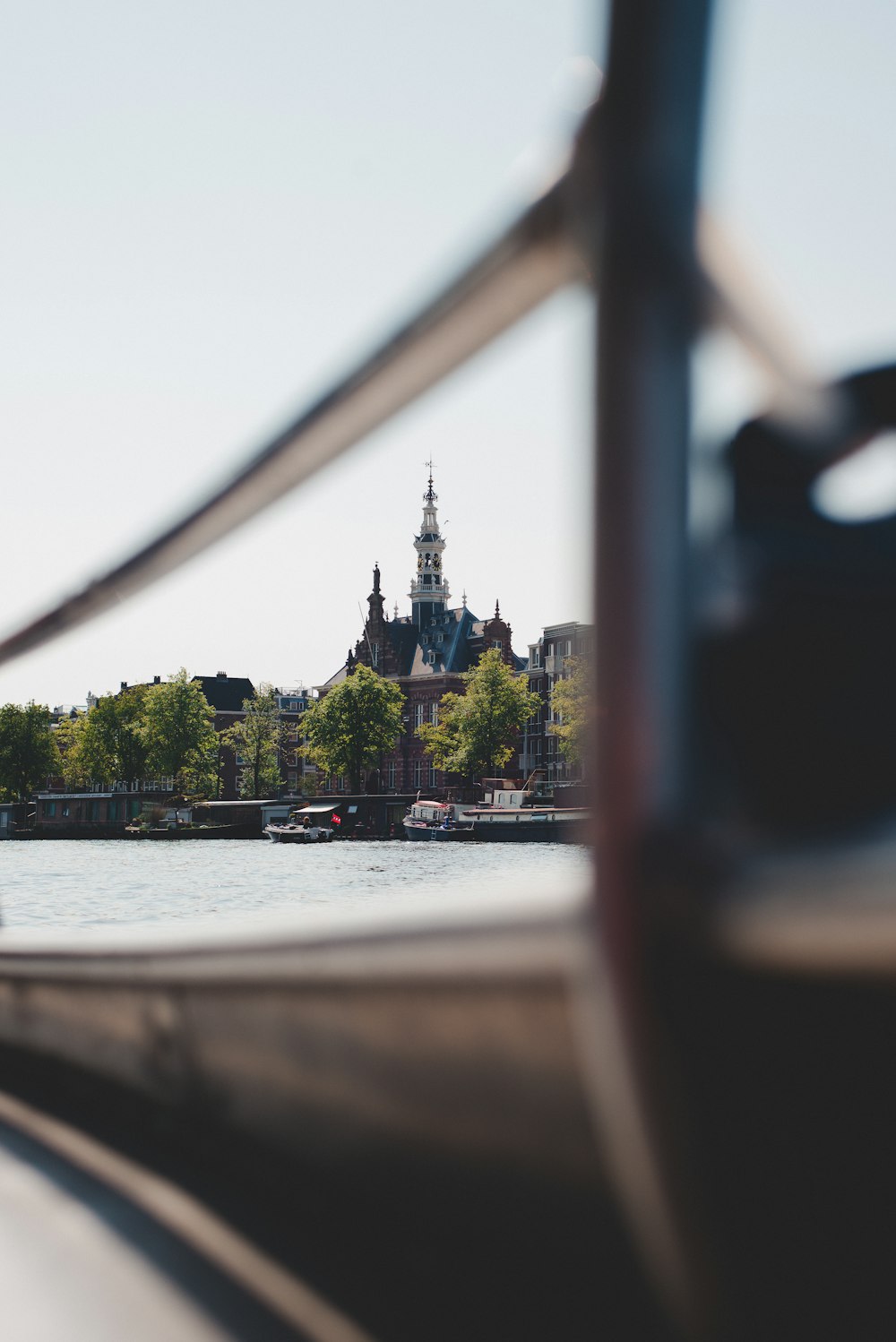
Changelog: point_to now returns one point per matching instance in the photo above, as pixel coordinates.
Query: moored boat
(529, 824)
(435, 822)
(304, 826)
==*==
Reproduce every line of the records above word for word, leaving out the pictures.

- _Task response_:
Changelog: point_to now returns one point per matching instance in the photo above, as pixel coordinates.
Query: moored boat
(529, 824)
(435, 822)
(304, 826)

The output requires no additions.